• Text extract
This week in theaters, Johnny Knoxville demonstrates how absolutely not to be a responsible role model for a child in ‘Bad Grandpa’. For today’s Roundtable, let’s take a look at some of our other favorite movies about the parenting (or grandparenting, as the case may be) experience.
Keep in mind that we did another Roundtable not too long ago about favorite coming-of-age movies. The difference between that one and this is that today’s picks should focus on the parents, not on the kids growing up.
This one’s easy. The Steve Martin-anchored ensemble cast of ‘Parenthood‘ tackles so many difficult, touching and funny parenting issues that the movie should probably be mandatory viewing for new parents. It has tons of pure humor, topped off by Steve Martin’s antics as birthday party clown Cowboy Gil. It’s a great family film that engages kids without completely shutting down grown-ups. Honestly, as we head into the wintery part of the year, I can’t think of a better movie to share with family members and with the assortment of new parents that I know.
Sam Mendes is an acclaimed director, but my favorite work of his is the under-appreciated ‘Away We Go‘. The film stars Jon Krasinski and Maya Rudolph as a couple who find themselves unexpectedly expecting. Not prepared for this unplanned bump in the road, they question their lifestyle and determine that it’s not how they want their kid to grow up. So, they go on the road in search of a new beginning worthy of their child.
Mrs. Hickman and I found ourselves in this exact same position just a year and half prior to seeing ‘Away We Go’, so the movie really spoke to us. The sentiments shared by the characters in the film were spot-on to how we felt as first-time parents. It poses introspective questions like, “How are we going to make this work?” and “How am I going to fully provide for my family?” and “What things do I want my kid exposed to?” plus many more. The genuine honesty of it resonates. Topping it off is Mendes’ intimate style. ‘Away We Go’ is not only an accurate portrayal of unplanned adult pregnancy, it’s a well-made film that deserves a lot more attention than it received.

• Available data

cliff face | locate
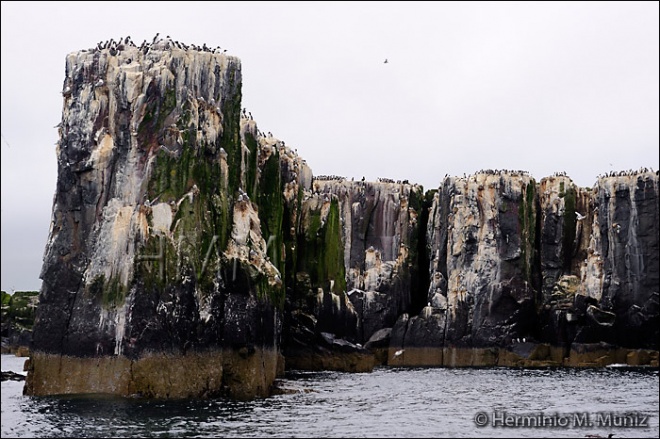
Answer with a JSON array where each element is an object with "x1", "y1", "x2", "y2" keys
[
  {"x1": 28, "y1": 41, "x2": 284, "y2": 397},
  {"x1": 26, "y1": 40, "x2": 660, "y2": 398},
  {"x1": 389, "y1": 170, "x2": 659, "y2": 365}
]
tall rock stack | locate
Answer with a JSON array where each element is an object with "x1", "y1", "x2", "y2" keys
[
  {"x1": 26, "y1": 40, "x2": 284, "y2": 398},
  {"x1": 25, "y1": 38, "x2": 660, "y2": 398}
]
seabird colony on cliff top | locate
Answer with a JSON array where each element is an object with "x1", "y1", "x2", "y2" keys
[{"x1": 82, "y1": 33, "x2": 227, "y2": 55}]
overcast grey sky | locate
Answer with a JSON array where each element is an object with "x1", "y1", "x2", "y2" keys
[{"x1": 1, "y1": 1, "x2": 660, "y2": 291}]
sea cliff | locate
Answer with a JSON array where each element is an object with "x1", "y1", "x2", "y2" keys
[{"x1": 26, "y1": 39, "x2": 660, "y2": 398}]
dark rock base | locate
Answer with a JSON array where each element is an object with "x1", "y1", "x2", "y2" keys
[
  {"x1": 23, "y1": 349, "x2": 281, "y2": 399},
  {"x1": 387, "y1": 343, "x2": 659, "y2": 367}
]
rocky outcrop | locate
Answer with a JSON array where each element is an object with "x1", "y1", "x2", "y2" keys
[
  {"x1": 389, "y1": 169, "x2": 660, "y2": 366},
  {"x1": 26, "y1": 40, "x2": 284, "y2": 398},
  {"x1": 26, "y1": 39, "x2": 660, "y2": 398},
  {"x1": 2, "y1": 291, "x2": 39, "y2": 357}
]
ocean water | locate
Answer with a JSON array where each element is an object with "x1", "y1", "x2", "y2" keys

• Problems
A: Tally the lines in the entries that contain the string "locate", with case counting, and give only the number.
B: Continue the parenting-movie roundtable from the point where it stops.
The entries are unrelated to the parenting-movie roundtable.

• Task-by-task outputs
A: 8

B:
Chris Boylan (Big Picture Big Sound)
The movie that comes to my mind about parenthood is ‘Juno‘. Dealing with an unexpected pregnancy, 17-year-old smart-talker and high school student Juno MacGuff makes the choice to carry her baby to term. But it’s her parents’ reaction that’s even more unexpected. Allison Janney and J. K. Simmons as Bren and Mac MacGuff spend little time criticizing their daughter’s choices or bemoaning their predicament, and more time being fiercely supportive of her. Featuring clever dialogue penned by screenwriter Diablo Cody, ‘Juno’ reminds me that life happens, both good and bad, and it’s not our situation, but our reaction to it that defines us and our relationships with our families. I only hope to be half as level-headed and supportive of my own kids when they inevitably get themselves into trouble.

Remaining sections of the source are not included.